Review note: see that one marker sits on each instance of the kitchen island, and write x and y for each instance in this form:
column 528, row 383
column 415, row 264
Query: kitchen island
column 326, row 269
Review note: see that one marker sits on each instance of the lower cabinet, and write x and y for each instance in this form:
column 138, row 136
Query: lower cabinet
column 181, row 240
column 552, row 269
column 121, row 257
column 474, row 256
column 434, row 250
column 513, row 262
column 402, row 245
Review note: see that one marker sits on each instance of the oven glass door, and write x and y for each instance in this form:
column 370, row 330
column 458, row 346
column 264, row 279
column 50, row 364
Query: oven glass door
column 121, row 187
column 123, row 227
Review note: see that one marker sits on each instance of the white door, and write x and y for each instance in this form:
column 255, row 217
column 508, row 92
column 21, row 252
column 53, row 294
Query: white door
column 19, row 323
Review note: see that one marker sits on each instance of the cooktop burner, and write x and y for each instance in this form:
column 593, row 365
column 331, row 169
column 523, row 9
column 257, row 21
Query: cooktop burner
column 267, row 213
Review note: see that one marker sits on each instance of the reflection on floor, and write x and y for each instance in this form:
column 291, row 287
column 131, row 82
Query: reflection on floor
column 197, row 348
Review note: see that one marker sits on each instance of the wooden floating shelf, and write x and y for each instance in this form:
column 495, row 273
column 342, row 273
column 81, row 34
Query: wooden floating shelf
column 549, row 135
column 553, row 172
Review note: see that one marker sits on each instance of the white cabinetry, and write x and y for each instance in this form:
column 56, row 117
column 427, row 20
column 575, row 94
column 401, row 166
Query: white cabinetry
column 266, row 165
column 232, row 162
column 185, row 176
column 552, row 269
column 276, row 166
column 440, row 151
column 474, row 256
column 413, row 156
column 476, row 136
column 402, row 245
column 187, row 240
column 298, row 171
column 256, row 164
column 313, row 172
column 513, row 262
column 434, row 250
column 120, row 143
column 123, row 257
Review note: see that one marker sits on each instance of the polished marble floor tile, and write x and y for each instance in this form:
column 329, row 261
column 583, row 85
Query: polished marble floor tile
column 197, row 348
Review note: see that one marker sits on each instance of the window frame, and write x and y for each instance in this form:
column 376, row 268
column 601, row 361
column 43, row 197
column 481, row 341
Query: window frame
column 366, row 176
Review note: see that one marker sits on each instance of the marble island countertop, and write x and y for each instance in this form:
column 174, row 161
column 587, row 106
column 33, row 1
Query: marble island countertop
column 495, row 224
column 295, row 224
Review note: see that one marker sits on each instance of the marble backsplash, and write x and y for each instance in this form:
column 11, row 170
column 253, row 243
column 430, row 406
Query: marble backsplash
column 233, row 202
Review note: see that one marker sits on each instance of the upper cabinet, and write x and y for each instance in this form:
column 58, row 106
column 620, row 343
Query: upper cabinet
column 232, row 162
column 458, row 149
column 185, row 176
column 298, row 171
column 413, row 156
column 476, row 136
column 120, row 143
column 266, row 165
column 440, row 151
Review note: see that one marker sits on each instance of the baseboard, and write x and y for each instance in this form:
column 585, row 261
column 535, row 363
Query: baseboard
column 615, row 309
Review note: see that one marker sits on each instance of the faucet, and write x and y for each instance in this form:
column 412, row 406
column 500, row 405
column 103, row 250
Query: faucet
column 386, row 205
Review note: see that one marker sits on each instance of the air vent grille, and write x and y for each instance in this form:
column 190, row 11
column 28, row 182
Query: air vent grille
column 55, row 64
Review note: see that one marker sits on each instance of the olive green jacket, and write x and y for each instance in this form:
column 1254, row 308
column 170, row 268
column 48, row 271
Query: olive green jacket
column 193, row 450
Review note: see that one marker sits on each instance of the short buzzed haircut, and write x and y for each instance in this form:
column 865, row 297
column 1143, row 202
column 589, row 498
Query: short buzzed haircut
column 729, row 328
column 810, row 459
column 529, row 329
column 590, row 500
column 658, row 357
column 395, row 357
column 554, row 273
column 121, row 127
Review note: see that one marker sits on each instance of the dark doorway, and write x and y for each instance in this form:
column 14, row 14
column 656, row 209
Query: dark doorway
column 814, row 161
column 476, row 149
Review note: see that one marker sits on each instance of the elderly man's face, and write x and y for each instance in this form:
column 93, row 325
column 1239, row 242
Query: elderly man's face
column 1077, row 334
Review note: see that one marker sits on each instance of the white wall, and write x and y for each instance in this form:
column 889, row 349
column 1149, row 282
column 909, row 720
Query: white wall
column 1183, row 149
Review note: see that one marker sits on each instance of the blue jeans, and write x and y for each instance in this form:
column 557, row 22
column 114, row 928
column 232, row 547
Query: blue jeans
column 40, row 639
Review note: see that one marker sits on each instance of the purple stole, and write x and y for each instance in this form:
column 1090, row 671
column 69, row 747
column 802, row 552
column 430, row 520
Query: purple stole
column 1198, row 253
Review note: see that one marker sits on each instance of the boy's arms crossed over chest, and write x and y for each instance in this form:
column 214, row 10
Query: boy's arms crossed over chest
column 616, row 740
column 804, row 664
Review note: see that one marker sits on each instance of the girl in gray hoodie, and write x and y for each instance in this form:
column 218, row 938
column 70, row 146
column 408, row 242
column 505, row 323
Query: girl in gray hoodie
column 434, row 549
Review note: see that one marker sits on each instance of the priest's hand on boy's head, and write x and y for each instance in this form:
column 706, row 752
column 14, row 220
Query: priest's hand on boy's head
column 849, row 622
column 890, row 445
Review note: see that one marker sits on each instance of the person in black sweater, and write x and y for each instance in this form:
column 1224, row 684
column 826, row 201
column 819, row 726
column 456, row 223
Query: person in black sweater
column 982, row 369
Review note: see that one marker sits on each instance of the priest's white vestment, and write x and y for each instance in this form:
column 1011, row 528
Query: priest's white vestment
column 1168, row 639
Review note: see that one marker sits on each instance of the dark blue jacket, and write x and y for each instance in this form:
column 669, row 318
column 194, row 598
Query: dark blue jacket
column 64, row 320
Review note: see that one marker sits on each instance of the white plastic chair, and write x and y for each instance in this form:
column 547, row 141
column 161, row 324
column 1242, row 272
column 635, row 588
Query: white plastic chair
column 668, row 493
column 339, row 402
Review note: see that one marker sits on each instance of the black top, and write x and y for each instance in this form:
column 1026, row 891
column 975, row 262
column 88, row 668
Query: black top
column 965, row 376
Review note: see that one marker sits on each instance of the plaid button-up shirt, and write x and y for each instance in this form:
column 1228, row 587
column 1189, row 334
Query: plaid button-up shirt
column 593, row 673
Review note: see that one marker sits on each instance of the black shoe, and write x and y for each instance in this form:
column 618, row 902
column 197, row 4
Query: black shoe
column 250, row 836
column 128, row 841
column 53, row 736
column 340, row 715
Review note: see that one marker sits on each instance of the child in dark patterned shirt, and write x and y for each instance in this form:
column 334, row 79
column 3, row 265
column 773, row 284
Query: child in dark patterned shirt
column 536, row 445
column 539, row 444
- - -
### [WHAT IS ASKED]
Extract the data in full. Keep it word for word.

### [EXERCISE ANSWER]
Review note: see that one marker sits on each instance of the kitchen island, and write x and y for each instance in this form:
column 528, row 383
column 415, row 264
Query: kitchen island
column 326, row 269
Review note: see that one marker sits on each instance of the lower cabinet, and write x and y for each instance in this form:
column 138, row 136
Query: lower cabinet
column 181, row 240
column 552, row 269
column 121, row 257
column 474, row 256
column 434, row 250
column 513, row 262
column 402, row 245
Review note: see that one marker sits on each instance of the oven glass door, and write x and y for each instance in this form:
column 370, row 330
column 458, row 346
column 264, row 279
column 50, row 364
Query: oven glass door
column 121, row 187
column 123, row 227
Review note: see that one marker sits on each instance of the white door, and write x and y for each instance in this form:
column 255, row 217
column 508, row 92
column 21, row 252
column 53, row 294
Query: white door
column 19, row 323
Review note: see that one marker sits on each instance of the cooktop burner, and write x and y for each instance in this form:
column 593, row 365
column 331, row 169
column 523, row 9
column 257, row 21
Query: cooktop burner
column 267, row 213
Review note: see that one marker sits on each instance of the reflection on floor, and write x and y for each instance in this form:
column 291, row 287
column 131, row 82
Query: reflection on floor
column 197, row 348
Review note: see that one marker sits on each instance of the wooden floating shelf, and write x and y for each instance in this form:
column 495, row 273
column 342, row 273
column 81, row 34
Query: wooden floating shelf
column 549, row 135
column 553, row 172
Review note: see that one marker sits on each instance of the white cabinetry, and write x and y for each instance in this form:
column 56, row 117
column 427, row 20
column 575, row 94
column 401, row 166
Query: white cabinetry
column 266, row 165
column 232, row 162
column 185, row 176
column 552, row 269
column 276, row 166
column 440, row 151
column 474, row 256
column 413, row 156
column 476, row 136
column 402, row 245
column 187, row 240
column 298, row 171
column 256, row 164
column 313, row 172
column 513, row 262
column 434, row 250
column 120, row 143
column 123, row 257
Review note: see that one marker sits on each instance of the polished marble floor tile, and write x and y for each instance in this form:
column 329, row 261
column 583, row 85
Query: polished marble floor tile
column 197, row 348
Review note: see that one marker sits on each instance of the window frame, and write x and y for each instance in this form:
column 376, row 268
column 601, row 361
column 43, row 197
column 481, row 341
Query: window frame
column 366, row 176
Review note: see that one marker sits on each instance of the marble island countertop, and write x and y for each instance in this form:
column 174, row 161
column 587, row 106
column 33, row 1
Query: marble island countertop
column 495, row 224
column 295, row 224
Review note: see that one marker sits on each instance of the marble backsplash, and write x and y for each instance in this form:
column 11, row 170
column 253, row 243
column 430, row 406
Query: marble backsplash
column 233, row 202
Review note: see that one marker sits on each instance of the upper cabinet, and write x and y for each instance in this form:
column 58, row 106
column 620, row 343
Query: upper cabinet
column 232, row 162
column 458, row 149
column 185, row 176
column 298, row 171
column 413, row 156
column 476, row 136
column 120, row 143
column 266, row 165
column 440, row 151
Review note: see that one marker sits on each instance of the baseboard, and write x and y for each instance in this form:
column 585, row 261
column 535, row 363
Query: baseboard
column 615, row 309
Review note: see that one marker sits on each instance of the faucet, and write x and y for each instance in this form:
column 412, row 406
column 500, row 405
column 103, row 250
Query: faucet
column 386, row 205
Review note: see that one marker sits on each instance of the air vent grille, and write x and y for each instance in this form:
column 190, row 11
column 28, row 182
Query: air vent grille
column 55, row 64
Review note: see that one marker sits on each instance of the olive green jacket, and write x and y for each instance in this form:
column 1254, row 308
column 170, row 268
column 48, row 271
Query: olive green jacket
column 193, row 450
Review note: see that one marker sits on each instance of the short buzzed haircut, and write x and y for each instance in this form:
column 865, row 297
column 1143, row 202
column 589, row 498
Query: short buzzed haircut
column 729, row 328
column 810, row 459
column 529, row 329
column 590, row 500
column 658, row 357
column 395, row 357
column 554, row 273
column 121, row 127
Review note: see that one marker sits on each instance of the dark doorway, and write x and y for each instance in this form:
column 14, row 14
column 656, row 209
Query: dark doorway
column 814, row 161
column 476, row 149
Review note: see that one marker sits on each instance of the elderly man's face, and write x and y for each instance in this form:
column 93, row 325
column 1239, row 242
Query: elderly man's face
column 1077, row 334
Review note: see that one marker sits on each instance of the white wall, and write x and y for each instance in this form:
column 889, row 349
column 1149, row 282
column 909, row 720
Query: white wall
column 1183, row 149
Review note: see that one marker sits on each instance of the blue jeans, and write x and y for each instance in this form:
column 557, row 22
column 114, row 928
column 232, row 547
Query: blue jeans
column 40, row 639
Review note: see that one marker sits on each instance of the purple stole, and write x and y for each instance in this form:
column 1090, row 671
column 69, row 747
column 802, row 552
column 430, row 520
Query: purple stole
column 1198, row 253
Review note: see that one marker sits on each instance of the boy's arms crossed over chest, and write x and y for each instance in this form:
column 214, row 10
Query: boy's arms crossed over chest
column 616, row 740
column 804, row 664
Review note: see that one marker sits on each instance of the girl in gray hoodie, and write x and y for each instance in this form:
column 218, row 938
column 70, row 146
column 408, row 242
column 505, row 323
Query: girl in gray hoodie
column 434, row 549
Review note: see that one marker sits on each instance of the priest's hand on boy's head, and write x and y for each instance in this form:
column 706, row 752
column 14, row 220
Query: priest's hand on boy's head
column 849, row 622
column 890, row 445
Review note: see that one marker sits on each instance of the person in black sweater, and write x and y for each instance in this form:
column 1224, row 684
column 826, row 201
column 819, row 726
column 456, row 223
Query: person in black sweater
column 982, row 369
Review note: see that one marker sits on each instance of the priest's white vestment, and write x and y for each instance in this form:
column 1011, row 528
Query: priest's white vestment
column 1168, row 639
Review note: see that one marker sits on each instance of the dark blue jacket, and write x and y for each instance in this form:
column 669, row 318
column 194, row 598
Query: dark blue jacket
column 64, row 320
Review note: see that one marker sits on each instance of the white plastic chair, and write x and y for each instance in this form:
column 547, row 141
column 161, row 324
column 1242, row 272
column 635, row 588
Query: white plastic chair
column 668, row 493
column 339, row 402
Review note: see that one marker sits on each instance of the black top, and write x and y for each instance in this form:
column 1026, row 891
column 975, row 262
column 88, row 668
Query: black top
column 965, row 376
Review note: see that one marker sits on each instance of the plaid button-up shirt, and write x and y for each instance in this form:
column 1228, row 587
column 1189, row 334
Query: plaid button-up shirt
column 593, row 673
Review note: see that one marker sits on each instance of the black shoe, and write x and y for each instance in this form:
column 618, row 902
column 197, row 4
Query: black shoe
column 250, row 836
column 128, row 841
column 53, row 736
column 340, row 715
Review note: see that one marker sits on each instance of the child in dark patterned shirt, and write x and y for each instance in this form:
column 334, row 79
column 3, row 265
column 773, row 284
Query: child in dark patterned shirt
column 536, row 445
column 539, row 444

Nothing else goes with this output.